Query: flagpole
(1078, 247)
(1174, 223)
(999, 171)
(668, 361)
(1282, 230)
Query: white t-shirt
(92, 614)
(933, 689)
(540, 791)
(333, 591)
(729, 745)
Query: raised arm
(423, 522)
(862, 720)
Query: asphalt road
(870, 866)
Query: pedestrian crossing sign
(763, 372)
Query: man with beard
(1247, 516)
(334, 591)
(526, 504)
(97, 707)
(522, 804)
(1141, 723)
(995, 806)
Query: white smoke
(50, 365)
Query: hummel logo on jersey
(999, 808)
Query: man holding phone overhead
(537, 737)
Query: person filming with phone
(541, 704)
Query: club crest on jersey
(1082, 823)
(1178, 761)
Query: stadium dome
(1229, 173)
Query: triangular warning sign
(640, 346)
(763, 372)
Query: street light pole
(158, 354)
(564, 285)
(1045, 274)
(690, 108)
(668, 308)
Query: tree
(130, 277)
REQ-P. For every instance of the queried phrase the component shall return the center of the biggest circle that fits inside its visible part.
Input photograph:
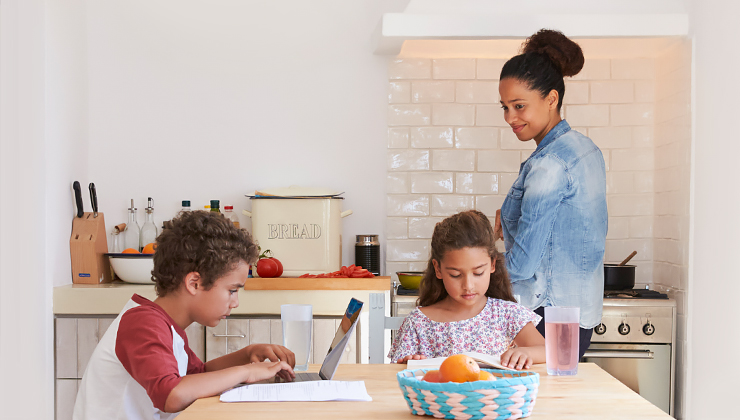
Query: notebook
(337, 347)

---

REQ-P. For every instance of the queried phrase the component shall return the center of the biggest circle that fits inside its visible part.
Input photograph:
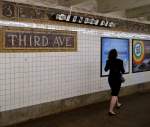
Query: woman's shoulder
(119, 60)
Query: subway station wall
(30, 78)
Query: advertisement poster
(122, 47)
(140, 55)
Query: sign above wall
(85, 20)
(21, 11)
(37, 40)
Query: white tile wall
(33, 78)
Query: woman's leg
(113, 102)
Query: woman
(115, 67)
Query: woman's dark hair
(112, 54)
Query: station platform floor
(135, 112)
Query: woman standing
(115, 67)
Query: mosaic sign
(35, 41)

---

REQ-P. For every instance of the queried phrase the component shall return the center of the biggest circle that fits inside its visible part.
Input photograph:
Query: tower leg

◆ Given exercise: Return every line of the data above that contains the string "sign". Case matters.

◆ Right answer:
Query: pedestrian crossing sign
Query: triangular warning sign
Query: sign above wall
Query: mosaic sign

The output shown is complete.